[Annotation records]
** BEGIN **

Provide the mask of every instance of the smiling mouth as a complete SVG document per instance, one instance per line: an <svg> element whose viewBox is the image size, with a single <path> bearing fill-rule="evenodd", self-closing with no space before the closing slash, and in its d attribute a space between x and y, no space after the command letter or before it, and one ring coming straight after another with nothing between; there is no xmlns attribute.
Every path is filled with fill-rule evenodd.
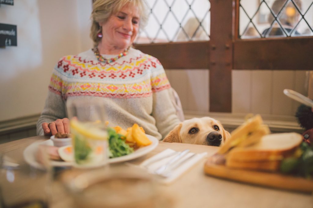
<svg viewBox="0 0 313 208"><path fill-rule="evenodd" d="M123 37L125 37L127 38L130 38L131 36L131 35L129 35L128 34L125 34L125 33L123 33L122 32L118 32L119 34L123 36Z"/></svg>

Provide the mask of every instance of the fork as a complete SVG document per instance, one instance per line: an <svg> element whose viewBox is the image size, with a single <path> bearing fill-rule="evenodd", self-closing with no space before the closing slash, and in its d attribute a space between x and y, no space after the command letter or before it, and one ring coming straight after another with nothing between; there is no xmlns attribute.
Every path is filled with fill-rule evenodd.
<svg viewBox="0 0 313 208"><path fill-rule="evenodd" d="M172 171L174 170L177 167L178 167L182 164L185 163L187 161L191 159L197 155L197 154L196 153L192 153L192 154L188 156L182 161L175 163L159 175L165 177L169 177L171 176L171 174L172 173Z"/></svg>
<svg viewBox="0 0 313 208"><path fill-rule="evenodd" d="M179 154L175 156L174 158L170 160L167 163L161 166L154 171L154 173L158 175L161 175L172 164L173 164L184 155L190 152L190 150L187 149L181 152Z"/></svg>

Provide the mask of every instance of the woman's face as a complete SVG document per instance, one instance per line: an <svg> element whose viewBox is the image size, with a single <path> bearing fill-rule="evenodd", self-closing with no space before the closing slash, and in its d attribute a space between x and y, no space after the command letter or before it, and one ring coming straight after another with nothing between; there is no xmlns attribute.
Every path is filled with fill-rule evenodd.
<svg viewBox="0 0 313 208"><path fill-rule="evenodd" d="M137 35L140 17L138 7L127 3L106 22L100 23L102 46L115 49L127 48Z"/></svg>

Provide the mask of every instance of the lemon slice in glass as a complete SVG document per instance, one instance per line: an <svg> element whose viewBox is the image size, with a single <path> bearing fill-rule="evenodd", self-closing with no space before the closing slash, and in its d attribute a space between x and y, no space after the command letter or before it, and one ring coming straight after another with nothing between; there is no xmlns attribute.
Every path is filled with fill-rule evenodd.
<svg viewBox="0 0 313 208"><path fill-rule="evenodd" d="M80 122L76 119L70 121L70 126L73 130L88 138L96 140L107 139L106 131L100 129L92 125Z"/></svg>

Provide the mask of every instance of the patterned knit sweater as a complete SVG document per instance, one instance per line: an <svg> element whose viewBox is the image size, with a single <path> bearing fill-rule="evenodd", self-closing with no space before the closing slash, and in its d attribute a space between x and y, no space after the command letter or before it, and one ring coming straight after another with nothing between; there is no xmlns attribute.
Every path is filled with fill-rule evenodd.
<svg viewBox="0 0 313 208"><path fill-rule="evenodd" d="M103 102L110 126L126 129L136 123L146 133L161 139L180 122L162 65L133 48L107 64L99 61L91 49L64 56L54 67L49 89L37 123L38 135L44 134L43 123L67 117L67 101L90 96Z"/></svg>

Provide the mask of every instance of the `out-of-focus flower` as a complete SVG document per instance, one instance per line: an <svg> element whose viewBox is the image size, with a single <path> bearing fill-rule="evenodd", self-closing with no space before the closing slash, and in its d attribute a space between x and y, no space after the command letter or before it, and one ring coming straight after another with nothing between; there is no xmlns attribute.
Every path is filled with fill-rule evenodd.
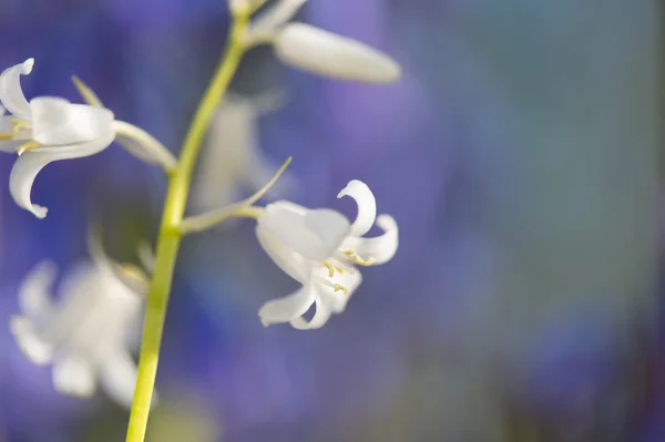
<svg viewBox="0 0 665 442"><path fill-rule="evenodd" d="M283 0L258 17L247 33L249 45L270 43L284 63L319 75L368 83L392 83L399 64L359 41L288 21L305 0Z"/></svg>
<svg viewBox="0 0 665 442"><path fill-rule="evenodd" d="M217 109L194 183L192 204L198 212L211 210L238 199L238 191L260 189L274 167L258 147L257 117L278 105L279 96L258 99L232 96ZM270 196L285 197L295 186L290 176L270 188Z"/></svg>
<svg viewBox="0 0 665 442"><path fill-rule="evenodd" d="M115 138L113 113L108 109L73 104L66 100L39 96L30 102L23 95L20 78L32 71L33 59L0 74L0 151L18 153L9 178L16 203L38 218L47 208L30 201L37 174L59 160L94 155ZM4 116L4 110L13 117Z"/></svg>
<svg viewBox="0 0 665 442"><path fill-rule="evenodd" d="M90 397L99 380L113 400L130 407L136 382L130 343L147 279L136 267L113 263L100 244L91 244L91 258L65 276L58 302L50 295L55 267L39 264L20 288L22 313L10 329L32 362L53 364L59 392Z"/></svg>
<svg viewBox="0 0 665 442"><path fill-rule="evenodd" d="M282 201L266 206L257 218L256 236L268 256L287 275L303 284L296 292L266 302L258 315L262 322L289 322L297 329L319 328L331 313L346 308L361 276L358 266L388 261L398 247L398 227L390 215L376 216L376 199L369 187L357 179L337 195L348 195L358 204L358 216L350 224L338 212L308 209ZM385 234L362 238L371 226ZM313 304L311 320L303 318Z"/></svg>

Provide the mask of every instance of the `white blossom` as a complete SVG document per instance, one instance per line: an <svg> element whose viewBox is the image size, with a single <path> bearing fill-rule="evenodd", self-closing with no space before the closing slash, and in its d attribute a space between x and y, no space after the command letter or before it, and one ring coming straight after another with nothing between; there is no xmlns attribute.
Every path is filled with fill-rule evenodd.
<svg viewBox="0 0 665 442"><path fill-rule="evenodd" d="M284 63L340 80L392 83L401 68L387 54L348 37L290 22L306 0L280 0L257 17L246 35L248 45L273 44Z"/></svg>
<svg viewBox="0 0 665 442"><path fill-rule="evenodd" d="M195 175L192 205L197 212L226 206L238 199L242 188L256 192L270 179L274 167L259 148L257 119L278 101L279 96L267 95L231 96L222 102ZM291 177L283 176L269 195L284 197L294 188Z"/></svg>
<svg viewBox="0 0 665 442"><path fill-rule="evenodd" d="M63 278L60 297L51 289L57 269L39 264L19 290L21 315L10 329L33 363L53 366L53 386L63 393L90 397L98 382L123 407L130 407L136 364L130 347L141 323L147 280L141 270L111 261L101 246Z"/></svg>
<svg viewBox="0 0 665 442"><path fill-rule="evenodd" d="M257 219L256 236L268 256L303 285L294 294L266 302L258 315L262 322L289 322L297 329L324 326L332 313L345 310L361 282L356 266L383 264L398 247L398 227L390 215L376 216L376 201L369 187L357 179L338 194L352 197L358 216L350 224L340 213L308 209L280 201L266 206ZM385 233L364 238L376 224ZM305 315L316 305L310 320Z"/></svg>
<svg viewBox="0 0 665 442"><path fill-rule="evenodd" d="M359 41L305 23L289 23L275 39L275 54L286 64L319 75L368 83L392 83L399 64Z"/></svg>
<svg viewBox="0 0 665 442"><path fill-rule="evenodd" d="M33 59L0 74L0 151L18 153L9 178L10 193L38 218L47 208L30 199L37 174L59 160L94 155L114 140L113 113L108 109L73 104L64 99L38 96L30 102L21 90L21 75L32 71ZM4 111L12 116L6 116Z"/></svg>

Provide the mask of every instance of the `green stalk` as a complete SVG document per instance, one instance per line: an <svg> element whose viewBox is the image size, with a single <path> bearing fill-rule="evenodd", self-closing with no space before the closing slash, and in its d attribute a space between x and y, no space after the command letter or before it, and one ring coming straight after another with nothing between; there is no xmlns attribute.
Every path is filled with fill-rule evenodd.
<svg viewBox="0 0 665 442"><path fill-rule="evenodd" d="M246 10L234 13L226 53L194 115L183 144L178 165L170 174L168 191L157 239L155 269L146 301L136 391L132 403L126 442L143 442L145 439L168 294L171 292L173 270L182 238L180 225L187 203L192 169L196 163L201 143L213 112L224 96L245 52L243 37L247 29L249 12Z"/></svg>

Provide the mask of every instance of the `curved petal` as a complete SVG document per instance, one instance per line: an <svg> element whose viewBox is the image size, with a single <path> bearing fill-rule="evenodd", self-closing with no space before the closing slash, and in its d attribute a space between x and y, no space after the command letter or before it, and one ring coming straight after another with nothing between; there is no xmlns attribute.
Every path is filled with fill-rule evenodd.
<svg viewBox="0 0 665 442"><path fill-rule="evenodd" d="M258 239L258 244L260 244L265 253L273 259L277 267L282 269L282 271L286 273L300 284L306 282L308 264L303 256L275 240L275 238L259 225L256 226L256 239Z"/></svg>
<svg viewBox="0 0 665 442"><path fill-rule="evenodd" d="M332 256L350 229L338 212L320 208L303 215L282 202L267 205L257 224L282 245L315 261Z"/></svg>
<svg viewBox="0 0 665 442"><path fill-rule="evenodd" d="M401 76L399 64L390 56L309 24L287 24L274 47L284 63L324 76L368 83L392 83Z"/></svg>
<svg viewBox="0 0 665 442"><path fill-rule="evenodd" d="M289 322L304 315L315 300L315 287L305 285L299 290L284 298L275 299L263 305L258 317L264 326Z"/></svg>
<svg viewBox="0 0 665 442"><path fill-rule="evenodd" d="M338 198L342 196L350 196L356 199L358 205L358 216L351 225L352 236L362 236L369 232L377 217L377 201L367 186L358 179L351 179L345 188L337 194Z"/></svg>
<svg viewBox="0 0 665 442"><path fill-rule="evenodd" d="M113 112L88 104L40 96L30 102L32 138L41 144L84 143L114 133Z"/></svg>
<svg viewBox="0 0 665 442"><path fill-rule="evenodd" d="M17 345L32 363L44 366L53 359L53 346L38 333L34 322L23 316L14 316L9 321L9 329Z"/></svg>
<svg viewBox="0 0 665 442"><path fill-rule="evenodd" d="M0 134L13 133L11 120L11 116L4 116L4 107L0 106ZM17 153L17 147L23 143L23 141L13 137L12 140L0 140L0 152Z"/></svg>
<svg viewBox="0 0 665 442"><path fill-rule="evenodd" d="M374 238L349 237L341 247L356 250L362 259L374 259L375 265L389 261L399 247L397 222L390 215L379 215L377 226L385 232L383 235Z"/></svg>
<svg viewBox="0 0 665 442"><path fill-rule="evenodd" d="M298 330L313 330L317 328L324 327L330 316L332 315L332 310L330 307L326 305L320 298L316 298L316 312L314 317L308 321L303 316L299 316L295 319L291 319L289 323L293 328Z"/></svg>
<svg viewBox="0 0 665 442"><path fill-rule="evenodd" d="M21 90L21 75L32 72L34 59L28 59L0 74L0 102L14 116L30 121L30 105Z"/></svg>
<svg viewBox="0 0 665 442"><path fill-rule="evenodd" d="M94 368L84 358L68 354L53 363L53 387L62 394L90 398L96 391Z"/></svg>
<svg viewBox="0 0 665 442"><path fill-rule="evenodd" d="M55 281L58 267L45 260L39 263L19 287L19 306L24 315L40 318L53 308L51 287Z"/></svg>
<svg viewBox="0 0 665 442"><path fill-rule="evenodd" d="M21 155L11 169L9 191L19 207L31 212L38 218L47 216L48 209L33 205L30 199L32 184L37 174L49 163L60 160L72 160L94 155L111 144L113 134L89 143L62 147L38 147Z"/></svg>

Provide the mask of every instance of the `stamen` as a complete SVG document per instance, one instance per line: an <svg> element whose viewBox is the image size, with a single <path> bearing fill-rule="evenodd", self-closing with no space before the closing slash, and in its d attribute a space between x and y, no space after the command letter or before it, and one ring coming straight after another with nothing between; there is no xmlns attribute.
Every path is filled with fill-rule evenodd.
<svg viewBox="0 0 665 442"><path fill-rule="evenodd" d="M336 284L335 285L335 292L338 292L340 290L344 291L344 296L346 296L347 298L349 297L349 290L345 286Z"/></svg>
<svg viewBox="0 0 665 442"><path fill-rule="evenodd" d="M25 143L25 144L21 144L21 145L19 146L19 148L17 150L17 154L19 154L19 156L21 156L21 155L23 155L25 152L28 152L28 151L32 151L33 148L41 147L41 146L42 146L42 144L41 144L41 143L38 143L38 142L35 142L35 141L29 141L28 143Z"/></svg>
<svg viewBox="0 0 665 442"><path fill-rule="evenodd" d="M332 278L335 276L335 270L339 271L339 275L344 275L344 268L339 266L334 266L328 261L324 261L321 264L328 269L328 277Z"/></svg>
<svg viewBox="0 0 665 442"><path fill-rule="evenodd" d="M341 250L341 253L348 256L349 263L351 264L357 264L364 267L368 267L375 264L375 258L362 259L354 249Z"/></svg>

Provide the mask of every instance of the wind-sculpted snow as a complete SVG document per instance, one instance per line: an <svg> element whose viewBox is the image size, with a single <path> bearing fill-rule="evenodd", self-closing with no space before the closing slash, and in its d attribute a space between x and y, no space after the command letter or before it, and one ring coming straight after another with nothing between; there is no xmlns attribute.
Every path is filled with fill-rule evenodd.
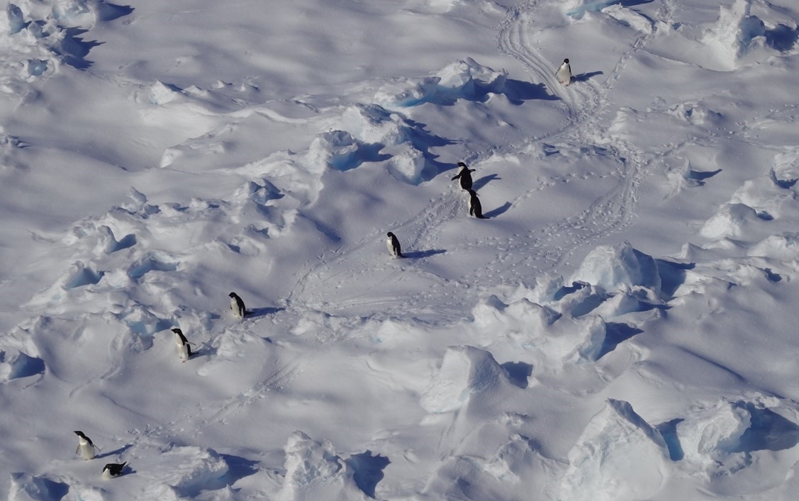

** END **

■ AIM OF THE EXERCISE
Please write out everything from the line containing "Provide the mask of every instance of the lemon" down to the line containing "102L110 126L126 129L136", switching "patterned knit sweater" to "striped wool sweater" and changing nothing else.

■ WORKED SOLUTION
Provide the mask of every instance of the lemon slice in glass as a complete SVG document per instance, one instance per line: an <svg> element whose viewBox is the image size, with a single <path> bearing fill-rule="evenodd", self-closing with no space before the closing slash, and in its d attribute a space between x and y, no space after the command letter or before it, and one ring coming straight after another with nothing between; there is no xmlns attribute.
Every path is filled with fill-rule evenodd.
<svg viewBox="0 0 313 208"><path fill-rule="evenodd" d="M80 122L76 119L70 121L70 126L73 130L88 138L96 140L107 139L106 131L100 129L92 125Z"/></svg>

Provide the mask of every instance of the striped wool sweater as a complete SVG document per instance, one instance per line: an <svg> element whose viewBox is the image size, with a single <path> bearing fill-rule="evenodd", self-closing with no space before the closing slash, and in its d attribute a space between x and y, no space after the command letter or before it, and one ring coming straight after another with nothing between; there is no xmlns attribute.
Every path is filled with fill-rule evenodd.
<svg viewBox="0 0 313 208"><path fill-rule="evenodd" d="M103 102L110 126L126 129L136 123L146 133L161 139L180 122L162 65L133 48L107 64L99 61L91 49L64 56L54 67L49 89L37 123L38 135L44 134L43 123L67 117L67 101L90 96Z"/></svg>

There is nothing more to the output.